This sermon was preached in substance, on November the twenty-third, 1920, S. Clement's day, at the patronal festival of the Church of S. Clement, Philadelphia. It was again preached at the patronal festival of the Church of S. Mary the Virgin, New York City, on the Sunday in the octave of the feast of the Conception of the Blessed Virgin, December the twelfth, 1920. At the request of the Trustees of the Church of S. Mary the Virgin I have written out the Sermon, following the version preached at S. Mary's. This printed version no doubt differs somewhat in phrasing from either of the spoken sermons, but is identical in substance.
Walk about Sion, and go round about her; and tell the towers thereof. Mark well her bulwarks, set up her houses: that ye may tell them that come after. For this God is our God for ever and ever: he shall be our guide unto death.--Psalm 48:11-13.
As we meet for the celebration of our Patronal and Dedication Festival, our minds naturally turn to the past and we are impelled to praise ancient men and our fathers that begat us. We think of the upbuilding of this parish, and of all that that meant in the way of devotion and sacrifice; we think of the priests and laymen who have spent and been spent in this unselfish work, the outcome of which it is ours today to enjoy. For more than half a century S. Mary's has stood in the heart of the greatest city of this continent, testifying unflinchingly to the whole Catholic Faith. We, as with devout thanks we celebrate their memory and think of ourselves as their heirs, as those whose privilege it is to have entered into so goodly an heritage, cannot think of ourselves as entitled simply to the enjoyment of that heritage. What we have received we must take up as a sacred trust--not as an estate to be squandered, but as one to be increased and enriched during the period of our tenancy. That increase and enrichment calls upon us in our turn for labor and sacrifice. The memory of the Founders and Benefactors of S. Mary's whose names we have just commemorated before God, challenges our loyalty and our labor; it demands that we show ourselves no degenerate heirs of the past, but worthy guardians of its tradition of devotion and sacrifice.
And surely there has been no time in the history of the church when there has been greater need for vigorous defence of the Christian Faith. Outposts of aggressive Catholicity like S. Mary's needs to be multiplied and richly maintained. From all sides there are virulent assaults upon the Catholic Religion, and the assaults are upon its most vital doctrines. The forces of the world seem to have banded themselves together against the historic faith; and they find their attacks upon it vastly helped by the shattered state of Christendom itself. Those who should be fighting shoulder to shoulder in a common cause are contending among themselves while the common enemy wrests from them position after position. The need of union is pressing; but to be of any real worth it must be union, not by compromise, but on the basis of an explicit and fully stated Catholicity.

········

EXERCISE SET:
1. Using the sermon, decide whether each statement agrees with it: (a) it was preached on S. Clement's day in 1920 at the Church of S. Clement, Philadelphia; (b) the printed version differs in substance from the spoken ones; (c) the union it calls for is to be reached by compromise. Answer yes or no for each, quoting the deciding words.
2. Quote the sermon between "And surely there" and "fully stated Catholicity.", inclusive.
3. Extend the sermon past its final sentence.

GIVEN ENTRIES:
········

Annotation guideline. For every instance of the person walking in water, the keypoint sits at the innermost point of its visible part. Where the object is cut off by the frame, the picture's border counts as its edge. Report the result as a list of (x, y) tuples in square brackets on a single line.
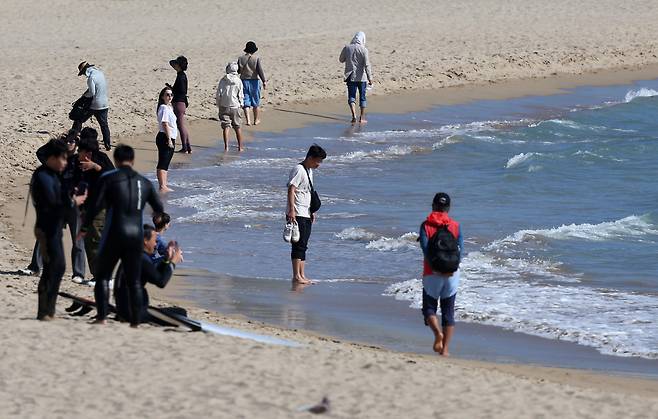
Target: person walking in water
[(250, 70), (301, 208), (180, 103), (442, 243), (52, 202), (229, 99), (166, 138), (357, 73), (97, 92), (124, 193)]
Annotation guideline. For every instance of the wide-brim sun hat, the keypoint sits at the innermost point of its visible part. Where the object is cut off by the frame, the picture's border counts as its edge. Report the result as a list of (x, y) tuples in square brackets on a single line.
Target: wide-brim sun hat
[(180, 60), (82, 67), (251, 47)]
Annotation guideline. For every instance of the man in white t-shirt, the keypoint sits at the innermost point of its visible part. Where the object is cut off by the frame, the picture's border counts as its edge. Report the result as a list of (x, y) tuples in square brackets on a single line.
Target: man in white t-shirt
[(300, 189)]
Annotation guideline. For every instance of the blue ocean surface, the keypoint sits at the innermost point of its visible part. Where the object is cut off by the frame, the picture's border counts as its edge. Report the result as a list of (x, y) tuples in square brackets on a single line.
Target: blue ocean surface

········

FINAL RESULTS:
1.
(a) Yes: "on November the twenty-third, 1920, S. Clement's day, at the patronal festival of the Church of S. Clement, Philadelphia."
(b) No: "but is identical in substance."
(c) No: "it must be union, not by compromise, but on the basis of an explicit and fully stated Catholicity."

2.
And surely there has been no time in the history of the church when there has been greater need for vigorous defence of the Christian Faith. Outposts of aggressive Catholicity like S. Mary's needs to be multiplied and richly maintained. From all sides there are virulent assaults upon the Catholic Religion, and the assaults are upon its most vital doctrines. The forces of the world seem to have banded themselves together against the historic faith; and they find their attacks upon it vastly helped by the shattered state of Christendom itself. Those who should be fighting shoulder to shoulder in a common cause are contending among themselves while the common enemy wrests from them position after position. The need of union is pressing; but to be of any real worth it must be union, not by compromise, but on the basis of an explicit and fully stated Catholicity.

3.
As we think of the defence and preservation of the truth we have received from our fathers, there seem to be two possible lines of defence which may be taken. There is, in the first place, a line which is enormously popular today, which I may call the minimum method. It assumes that Christianity as we have received it, consists of certain vital elements (though what these are, it is not at all agreed); of an indestructible minimum of essential truth; and of a mass of accretions which have gathered about this essential core of Christianity in the course of the centuries. The method of defence which is commended to us today is to yield to attack anything in Christianity which is not vital from this point of view; to attempt to satisfy the demands of destructive criticism by agreeing with it as far as possible, in what seems to be the vain hope that its demands will at last be satisfied. However, experience seems to show that after you have thrown the last child to the wolves the pack will still follow with unsatiated appetite. There is obviously no end to the appetite for negation.
This method treats the Christian Faith as though it were just a mass of unrelated statements of doctrine, any one of which may be detached without effect upon what remains. You go along the street and you come to a place where a building is being erected and there you see a pile of bricks by the sidewalk; if you take away one brick no material damage is done to the pile, and the building will go on just as well as before. But the Christian Religion is not like that -- a mass of unrelated dogmas. If any belief or practice is truly a part of the Christian Relgion it is an organic part, and it cannot be removed without injury to the whole. After you have "reconstructed the Creed in terms of modern thought," i. e., after you have denied most of its statements, what you have left is not a compact and more defensible body of truth: rather, you have a corpse that has been mutilated by the violent tearing away of its limbs. The minimum method of defence, which consists in abandoning anything the "modern mind" finds unpalatable, results, not in an achieved position which is impregnable, a thoroughly rational and acceptable Catholicity, but in an invertebrate Unitarianism which is safe from attack only because it is too insignificant to stir emotion of any sort.
In contrast with this minimum method is what I will call the maximum method, or the method of protective developments. The first yields what it conceives to be the outposts before attack and gradually retires into what it believes to be an impregnable inner fortress. This fortress turns out to be, stated dogmatically (if it be permitted, in the premises, to state anything dogmatically), "I believe in God, and that Jesus was a good man who (mistakenly) thought that he had a special mission from God." The alternative method is aggressive and militant; so far from yielding outposts under threatened attack, it sets to work to throw out new defences. It surrounds the old position with a circle of fresh outworks; it seeks, not reduced, but enlarged, expression of the old Faith. It sets itself to embody its beliefs in new actions, to exercise them through devotions which shall make the beliefs vivid and draw out and apply their content. It assumes that beliefs that are stagnant and unexercised are in danger of losing their meaning, and that hostile attacks only become dangerous when they find before them unrealized truth, unappreciated belief.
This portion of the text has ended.